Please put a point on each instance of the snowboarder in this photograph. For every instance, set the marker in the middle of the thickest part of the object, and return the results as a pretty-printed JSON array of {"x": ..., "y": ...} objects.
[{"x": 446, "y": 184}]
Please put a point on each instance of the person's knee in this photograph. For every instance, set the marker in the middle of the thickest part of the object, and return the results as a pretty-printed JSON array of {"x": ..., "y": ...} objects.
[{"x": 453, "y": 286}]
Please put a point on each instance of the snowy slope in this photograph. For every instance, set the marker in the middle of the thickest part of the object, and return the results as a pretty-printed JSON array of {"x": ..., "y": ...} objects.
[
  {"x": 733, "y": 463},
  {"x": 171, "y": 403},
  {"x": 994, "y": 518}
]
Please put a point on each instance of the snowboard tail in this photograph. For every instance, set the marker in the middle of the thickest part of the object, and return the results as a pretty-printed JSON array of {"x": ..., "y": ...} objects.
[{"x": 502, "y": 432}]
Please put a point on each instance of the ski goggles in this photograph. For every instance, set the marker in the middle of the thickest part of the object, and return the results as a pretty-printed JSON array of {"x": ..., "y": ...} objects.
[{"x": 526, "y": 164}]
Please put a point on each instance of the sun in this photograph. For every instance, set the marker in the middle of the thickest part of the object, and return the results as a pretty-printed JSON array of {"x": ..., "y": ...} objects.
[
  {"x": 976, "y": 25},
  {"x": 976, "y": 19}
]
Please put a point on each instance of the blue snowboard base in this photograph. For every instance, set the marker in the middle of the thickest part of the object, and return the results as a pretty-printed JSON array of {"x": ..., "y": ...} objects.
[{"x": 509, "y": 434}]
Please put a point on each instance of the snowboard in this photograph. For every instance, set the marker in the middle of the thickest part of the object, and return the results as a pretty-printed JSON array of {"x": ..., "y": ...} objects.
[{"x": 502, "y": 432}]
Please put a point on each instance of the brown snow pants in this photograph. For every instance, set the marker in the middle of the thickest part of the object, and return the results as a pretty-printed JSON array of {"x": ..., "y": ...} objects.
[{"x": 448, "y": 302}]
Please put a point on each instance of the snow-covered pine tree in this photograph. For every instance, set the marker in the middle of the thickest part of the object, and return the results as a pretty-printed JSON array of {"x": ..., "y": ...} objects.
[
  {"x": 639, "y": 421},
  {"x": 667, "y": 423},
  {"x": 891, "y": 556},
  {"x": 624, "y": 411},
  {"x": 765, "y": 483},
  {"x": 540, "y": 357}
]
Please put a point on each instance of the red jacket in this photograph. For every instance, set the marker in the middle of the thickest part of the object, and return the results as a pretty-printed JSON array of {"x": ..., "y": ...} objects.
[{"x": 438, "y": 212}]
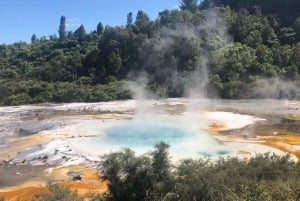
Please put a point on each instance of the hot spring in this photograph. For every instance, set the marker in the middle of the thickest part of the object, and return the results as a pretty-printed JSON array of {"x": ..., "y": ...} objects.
[{"x": 185, "y": 135}]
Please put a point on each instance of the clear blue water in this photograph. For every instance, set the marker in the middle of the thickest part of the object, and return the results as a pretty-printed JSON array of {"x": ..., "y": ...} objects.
[
  {"x": 136, "y": 134},
  {"x": 186, "y": 138}
]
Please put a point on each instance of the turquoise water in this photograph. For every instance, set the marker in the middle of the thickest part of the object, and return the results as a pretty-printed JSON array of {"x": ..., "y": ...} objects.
[
  {"x": 186, "y": 138},
  {"x": 141, "y": 134}
]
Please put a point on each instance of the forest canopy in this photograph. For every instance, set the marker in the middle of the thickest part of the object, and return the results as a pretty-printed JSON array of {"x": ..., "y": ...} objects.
[{"x": 234, "y": 48}]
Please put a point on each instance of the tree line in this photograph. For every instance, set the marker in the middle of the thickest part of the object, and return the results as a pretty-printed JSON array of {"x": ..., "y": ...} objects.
[{"x": 243, "y": 47}]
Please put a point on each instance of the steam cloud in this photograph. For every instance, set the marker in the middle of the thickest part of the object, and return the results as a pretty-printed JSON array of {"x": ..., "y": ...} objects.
[{"x": 165, "y": 65}]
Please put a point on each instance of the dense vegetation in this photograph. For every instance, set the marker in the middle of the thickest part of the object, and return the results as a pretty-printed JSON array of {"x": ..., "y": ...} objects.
[
  {"x": 228, "y": 48},
  {"x": 151, "y": 177}
]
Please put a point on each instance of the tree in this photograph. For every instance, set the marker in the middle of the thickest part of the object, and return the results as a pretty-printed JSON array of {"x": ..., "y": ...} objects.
[
  {"x": 62, "y": 27},
  {"x": 100, "y": 28},
  {"x": 33, "y": 39},
  {"x": 80, "y": 33},
  {"x": 143, "y": 23},
  {"x": 129, "y": 19},
  {"x": 191, "y": 5}
]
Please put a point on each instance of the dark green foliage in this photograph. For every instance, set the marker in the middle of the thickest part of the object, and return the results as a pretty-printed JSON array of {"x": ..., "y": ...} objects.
[
  {"x": 239, "y": 43},
  {"x": 264, "y": 177},
  {"x": 62, "y": 27}
]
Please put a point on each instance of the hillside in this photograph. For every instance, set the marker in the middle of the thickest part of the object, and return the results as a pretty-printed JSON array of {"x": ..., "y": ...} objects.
[{"x": 219, "y": 48}]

- _Job_: Omit the pictures and output all of the other material exactly.

- _Response to the task_:
Please put a point on each instance of the snowboarder in this photograph. For every instance, set the marker in the middle of the thickest part of the object, and return the results as a pretty-printed JSON array of {"x": ..., "y": ...} objects.
[{"x": 446, "y": 184}]
Please put a point on each instance of the person's knee in this photograph. For every instance, set the marker in the middle of the thickest part of the object, and return the results as a pretty-printed JSON array of {"x": ..., "y": ...} objects.
[{"x": 453, "y": 286}]
Please put a point on each instance of the snowy slope in this photograph. For every instance, set the marker in the middle of the thickest part of the object, and return the results as a pretty-printed JSON array of {"x": ..., "y": ...} objects.
[
  {"x": 733, "y": 463},
  {"x": 171, "y": 403},
  {"x": 994, "y": 518}
]
Please put a point on each instance of the snowboard tail in this photograph. For every instance, set the marker in the middle of the thickest part of the object, and return the results as a pretty-printed JSON array of {"x": ..., "y": ...} objects.
[{"x": 502, "y": 432}]
Please put a point on each instance of the ski goggles in this photograph. For every instance, set the marker in the middle of the thickest part of the object, and return the results as a pretty-printed JSON array of {"x": ..., "y": ...} objects.
[{"x": 526, "y": 164}]
Please put a point on each instance of the sun in this photograph. For every instance, set the marker in the middle of the thickest part of the object, and return the results as a pretty-printed JSON array of {"x": ..., "y": ...} objects.
[
  {"x": 976, "y": 25},
  {"x": 976, "y": 19}
]
Please put a point on each instance of the blue snowboard base in this photograph. For every instance, set the marker in the middle of the thickest part of the object, and return the results as a pretty-printed JSON array of {"x": ..., "y": ...} objects.
[{"x": 509, "y": 434}]
Please put a point on each instance of the snowboard in this photograph. For every instance, set the marker in the middle of the thickest part of the object, and return the results as a pretty-printed JSON array of {"x": ..., "y": ...} objects.
[{"x": 502, "y": 432}]
Please put a point on each instance of the brown snow pants in this photograph. For every instance, set the marker in the middle of the thickest part of the object, and return the results as a pretty-printed JSON array of {"x": ..., "y": ...} objects.
[{"x": 448, "y": 302}]
Please put a point on each instance of the snow-covered pine tree in this photograph. For every instance, set the marker in the middle of the thickest part of the object, and return the results as a pretty-printed JSON array of {"x": ..., "y": ...} objects.
[
  {"x": 639, "y": 421},
  {"x": 667, "y": 423},
  {"x": 891, "y": 556},
  {"x": 624, "y": 411},
  {"x": 765, "y": 483},
  {"x": 540, "y": 357}
]
Please put a point on each instance of the red jacket in this photograph. For every instance, set the marker in the middle of the thickest part of the object, and return the results as a pretty-printed JSON array of {"x": ..., "y": ...} objects.
[{"x": 438, "y": 212}]
Please put a point on each instance of the hot spring in this photograph. For every instance, set the marker in the middle of the thickest part of the object, and return the results as a pretty-printed JSON array of {"x": ..., "y": ...} objects.
[{"x": 185, "y": 135}]
Please put a point on each instance of the clear blue water in this photograph. For every instance, set the marker in the middle of the thickest part of the object, and return the results as a pretty-printed JSON array of {"x": ..., "y": ...} objects.
[
  {"x": 136, "y": 134},
  {"x": 186, "y": 138}
]
Please put a point on each instance of the turquoise water in this photograph. For every instance, set the marker in the middle of the thickest part of the object, and return the results as a pretty-printed JSON array of {"x": ..., "y": ...} objects.
[
  {"x": 186, "y": 138},
  {"x": 141, "y": 134}
]
Please put a point on each instance of the forest canopy in this photograph. For every instance, set the marker in the middle of the thickest part of the object, and return the results as a pretty-printed JSON array of {"x": ..., "y": ...} objects.
[{"x": 234, "y": 48}]
Please put a point on each instance of the tree line in this photograph. For every instance, set the marker in the middle of the thickest part of the object, and return the results as a pretty-printed JSON array of {"x": ..., "y": ...} objects.
[{"x": 243, "y": 47}]
Please put a point on each instance of the steam cloud in this photograph. For every instance, set the marker in the middle of the thickest part of the object, and return the results as a pretty-printed JSON array of {"x": ..., "y": ...} objects.
[{"x": 165, "y": 65}]
Please put a point on each instance of the dense vegetation in this photograph. For every instance, set the marker in the middle of the thickest part of the object, and return the results as a pretty-printed JSON array of {"x": ..., "y": ...} objects.
[
  {"x": 228, "y": 48},
  {"x": 151, "y": 177}
]
Please put a point on each instance of the tree in this photograph. For every instance, set the marker in the middle of the thickest part of the object, and return the results as a pretty-printed JSON array of {"x": ..., "y": ...} objects.
[
  {"x": 62, "y": 27},
  {"x": 100, "y": 28},
  {"x": 33, "y": 39},
  {"x": 80, "y": 33},
  {"x": 143, "y": 23},
  {"x": 129, "y": 19},
  {"x": 191, "y": 5}
]
Please put a point on each instance of the dark green foliage in this photograph. For every instance, set the marker in the middle of the thickest part of the object, and return the results as a pretty-printed JSON array of {"x": ..., "y": ...} objects.
[
  {"x": 239, "y": 43},
  {"x": 264, "y": 177},
  {"x": 62, "y": 27}
]
Please put a point on each instance of the hillside in this photograph. For every instance, set the marker in the middle of the thickest part of the object, and return the results as a pretty-printed JSON array of {"x": ..., "y": ...} objects.
[{"x": 219, "y": 48}]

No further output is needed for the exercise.